--- start Material for this exercise ---

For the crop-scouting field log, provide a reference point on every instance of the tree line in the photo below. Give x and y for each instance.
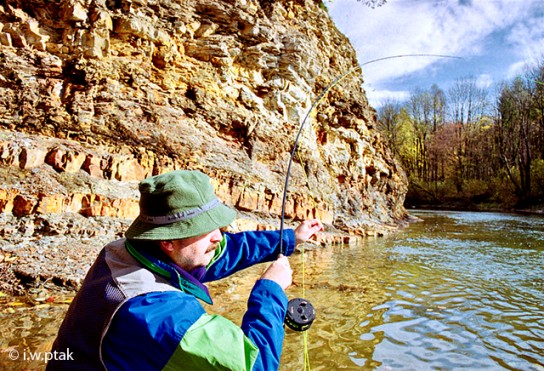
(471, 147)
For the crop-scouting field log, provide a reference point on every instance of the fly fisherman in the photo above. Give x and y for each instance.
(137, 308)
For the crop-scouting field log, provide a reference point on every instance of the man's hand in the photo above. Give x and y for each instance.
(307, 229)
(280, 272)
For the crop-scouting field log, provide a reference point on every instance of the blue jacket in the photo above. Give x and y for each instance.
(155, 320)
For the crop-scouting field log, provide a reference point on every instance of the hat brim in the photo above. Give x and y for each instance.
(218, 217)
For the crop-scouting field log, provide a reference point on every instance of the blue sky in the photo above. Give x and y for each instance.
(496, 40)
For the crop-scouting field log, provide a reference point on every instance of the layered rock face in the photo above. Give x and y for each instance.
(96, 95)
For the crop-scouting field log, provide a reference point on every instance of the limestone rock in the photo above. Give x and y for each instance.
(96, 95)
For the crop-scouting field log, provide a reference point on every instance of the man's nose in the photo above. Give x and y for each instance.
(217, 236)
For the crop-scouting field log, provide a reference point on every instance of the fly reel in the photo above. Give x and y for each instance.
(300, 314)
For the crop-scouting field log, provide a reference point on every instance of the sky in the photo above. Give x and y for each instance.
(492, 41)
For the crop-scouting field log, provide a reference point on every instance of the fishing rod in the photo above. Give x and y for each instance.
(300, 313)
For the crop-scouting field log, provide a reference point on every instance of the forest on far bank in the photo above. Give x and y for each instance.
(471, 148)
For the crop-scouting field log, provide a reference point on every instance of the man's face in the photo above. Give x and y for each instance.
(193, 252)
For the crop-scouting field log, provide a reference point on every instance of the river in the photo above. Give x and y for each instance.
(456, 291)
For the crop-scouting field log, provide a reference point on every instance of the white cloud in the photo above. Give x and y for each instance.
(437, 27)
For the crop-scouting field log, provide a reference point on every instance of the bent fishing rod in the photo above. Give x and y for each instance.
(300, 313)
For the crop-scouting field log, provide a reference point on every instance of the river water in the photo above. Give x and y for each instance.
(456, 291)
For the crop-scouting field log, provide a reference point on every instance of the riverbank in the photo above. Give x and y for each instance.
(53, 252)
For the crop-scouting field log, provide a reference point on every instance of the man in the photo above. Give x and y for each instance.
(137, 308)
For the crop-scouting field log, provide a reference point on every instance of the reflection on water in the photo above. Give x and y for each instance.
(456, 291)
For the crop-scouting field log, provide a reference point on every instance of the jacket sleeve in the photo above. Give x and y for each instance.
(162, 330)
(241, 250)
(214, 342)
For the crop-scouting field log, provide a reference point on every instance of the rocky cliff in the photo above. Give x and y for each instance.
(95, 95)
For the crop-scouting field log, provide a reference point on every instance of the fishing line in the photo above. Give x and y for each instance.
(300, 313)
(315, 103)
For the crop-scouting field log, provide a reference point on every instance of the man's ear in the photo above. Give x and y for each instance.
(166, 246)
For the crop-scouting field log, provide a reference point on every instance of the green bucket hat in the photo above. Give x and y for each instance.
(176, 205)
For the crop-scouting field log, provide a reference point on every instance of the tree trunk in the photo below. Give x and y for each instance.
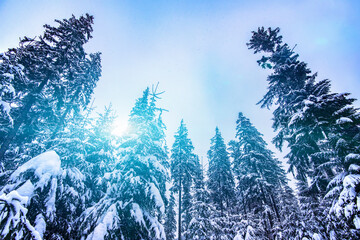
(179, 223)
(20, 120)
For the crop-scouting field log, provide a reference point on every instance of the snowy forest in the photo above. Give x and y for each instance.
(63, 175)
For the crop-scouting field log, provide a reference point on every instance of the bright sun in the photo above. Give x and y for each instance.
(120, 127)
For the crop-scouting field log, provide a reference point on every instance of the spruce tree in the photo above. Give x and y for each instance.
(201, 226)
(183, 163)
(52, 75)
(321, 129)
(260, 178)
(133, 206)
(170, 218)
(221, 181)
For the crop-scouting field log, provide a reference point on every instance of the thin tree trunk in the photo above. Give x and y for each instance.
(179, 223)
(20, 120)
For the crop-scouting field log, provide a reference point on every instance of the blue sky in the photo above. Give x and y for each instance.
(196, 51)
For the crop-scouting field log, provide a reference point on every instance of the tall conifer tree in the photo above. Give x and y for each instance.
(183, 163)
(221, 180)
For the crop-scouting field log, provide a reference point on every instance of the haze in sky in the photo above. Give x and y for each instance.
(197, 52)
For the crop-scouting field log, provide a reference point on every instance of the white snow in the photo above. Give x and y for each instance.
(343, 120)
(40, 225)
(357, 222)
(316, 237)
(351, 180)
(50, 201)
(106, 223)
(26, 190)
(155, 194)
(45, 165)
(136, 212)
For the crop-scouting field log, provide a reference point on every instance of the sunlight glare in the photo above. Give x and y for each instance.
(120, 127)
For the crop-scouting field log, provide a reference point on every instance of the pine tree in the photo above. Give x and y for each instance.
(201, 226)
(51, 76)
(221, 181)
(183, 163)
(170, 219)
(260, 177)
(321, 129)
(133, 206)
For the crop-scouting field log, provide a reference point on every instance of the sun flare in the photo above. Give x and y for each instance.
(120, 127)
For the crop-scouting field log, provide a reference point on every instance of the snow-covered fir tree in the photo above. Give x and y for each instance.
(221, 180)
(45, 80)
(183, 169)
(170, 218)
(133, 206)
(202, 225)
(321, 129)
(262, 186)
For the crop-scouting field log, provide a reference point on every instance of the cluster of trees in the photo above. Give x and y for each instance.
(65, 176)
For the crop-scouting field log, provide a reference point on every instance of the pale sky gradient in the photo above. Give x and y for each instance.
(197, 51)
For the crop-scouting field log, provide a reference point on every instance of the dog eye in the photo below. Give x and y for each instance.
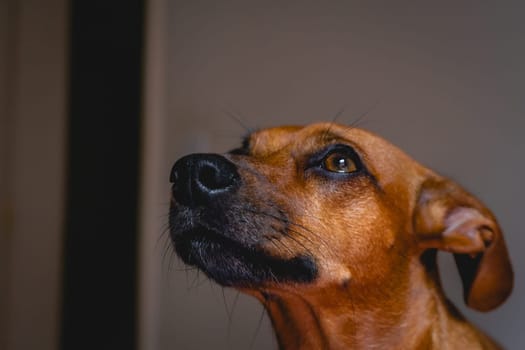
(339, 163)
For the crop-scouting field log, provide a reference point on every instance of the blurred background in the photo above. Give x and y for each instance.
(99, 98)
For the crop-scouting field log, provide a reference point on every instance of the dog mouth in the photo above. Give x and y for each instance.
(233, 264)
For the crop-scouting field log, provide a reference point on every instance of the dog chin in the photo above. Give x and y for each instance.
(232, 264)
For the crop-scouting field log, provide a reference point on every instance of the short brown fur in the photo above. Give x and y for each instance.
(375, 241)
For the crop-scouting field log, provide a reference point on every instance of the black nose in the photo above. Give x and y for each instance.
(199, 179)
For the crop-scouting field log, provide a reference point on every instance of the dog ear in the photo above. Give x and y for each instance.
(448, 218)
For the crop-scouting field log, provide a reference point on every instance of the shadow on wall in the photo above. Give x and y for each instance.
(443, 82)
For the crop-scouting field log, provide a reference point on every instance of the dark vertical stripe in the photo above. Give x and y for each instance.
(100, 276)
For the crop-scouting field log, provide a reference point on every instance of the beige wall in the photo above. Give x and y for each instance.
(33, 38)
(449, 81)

--- end Material for this exercise ---

**Short problem**
Make an exact copy of every line from the one with "the dog mouth" to the end of the data, with the first and last of those lines included.

**Task result**
For the crop-scouting field log, provide a reference point on every instance of the dog mouth in the photo above. Give x and y for each instance.
(233, 264)
For the crop-scouting field log, provide a reference point on every instance of the dog chin in the photo above. Give x and y for each instance.
(232, 264)
For the crop-scouting field log, provide a reference point on every instance of the short brown fur in the photo above. Give x and y for each instance.
(375, 241)
For the crop-scouting field log, provide a reference point on every instance of the black nose in the photo above. Give x and y for each instance.
(199, 179)
For the crop-scouting field log, provide a reference point on every instance of the dog ear in the photo above. Give x and y for each instance.
(448, 218)
For the crop-scouting field log, provide a reference point on every instance of the shadow on wall in the photo above. Give x and y for each instance.
(443, 82)
For the crop-scouting field log, provide a reference point on every instance of the dark vertical stripe in the photo above. Give x and y for each instance.
(100, 276)
For the crop-scouting field log, provide a reference point on every instance of the beige wall in the photo above. Give x and y for each instance.
(33, 38)
(449, 81)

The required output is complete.